■ Task instructions ■
Pick up the text below about the Chinese inscription on the stone slab found at Galle and continue it after its final sentence.

## Begin Selected excerpt

The inscription is engraved on a stone slab discovered in 1911 by H. F. Tomalin, the Provincial Engineer at Galle, in a culvert near the turn to Cripps Road within that town and afterwards moved to the Colombo Museum. The slab features inscriptions in three different languages, enclosed within a floral border: Tamil (top-left, IN03150), Persian (bottom-left, IN03151) and Chinese (right). The Chinese inscription is dealt with here.
Following the discovery of the slab, the Chinese inscription was transcribed and translated by Edmund Backhouse. Like the Tamil inscription, it is dated in the second month of the seventh year of Yongle (永樂), the Chinese emperor whose reign began in 1403. The text features praise and offerings dedicated by the Chinese emperor, through his envoys Ching-Ho and Wang Ch’ing Lien, to the Buddha. The other two inscriptions on the slab feature similar lists of offerings but the beneficiary is different in each case, being a Hindu cult deity in the Tamil text and an Islamic saint or shrine in the Persian. It therefore appears that, when the Chinese arrived in Sri Lanka, they made gifts of equal value to several different religious traditions of the region and registered these gifts on the same stele.
His Majesty, the emperor of the Great Ming dynasty has despatched the eunuchs Ching-Ho, Wang Ching-Lien, and other to set forth his utterances before the Buddha, the World-Honoured One, as follows:
“Deeply do we reverence you, Merciful and Honoured One, whose bright perfection is wide-embracing, and whose way of virtue passes all understanding, whose law enters into all human relations, and the years of whose great Kalpa (period) are like the sand of the river in number, you whose controlling influence ennobles and converts, whose kindness quickens, and whose strength discerns, whose mysterious efficacy is beyond compare!

## End Selected excerpt
## Begin Dataset entries

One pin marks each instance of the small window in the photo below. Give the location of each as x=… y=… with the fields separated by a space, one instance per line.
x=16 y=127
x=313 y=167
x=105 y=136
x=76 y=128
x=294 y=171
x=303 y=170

## End Dataset entries

■ Answer to the task ■
“Whereas Ceylon’s mountainous isle lies in the south of the ocean, and its Buddhist temples are sanctuaries of your gospel, where your miraculous responsive power imbues and enlightens. Of late, We have despatched missions to announce our mandates to foreign nations, and during their journey over the ocean they have been favoured with the blessing of your beneficent protection. They escaped disaster or misfortune, and journeyed in safety to and fro. In everlasting recognition of your supreme virtue, We, therefore, bestow offerings in recompense, and do now reverently present before Buddha, the Honoured One, oblations of gold and silver, gold embroidered jewelled banners of variegated silk, incense burners, and flower vases, silks of many colours in lining and exterior, lamps and candles with other gifts, in order to manifest the high honour of our worship. Do you, Lord Buddha, bestow on them your regard!”
List of Alms bestowed at the Shrine of the Buddhist Temple in the Mountain of Ceylon as offerings.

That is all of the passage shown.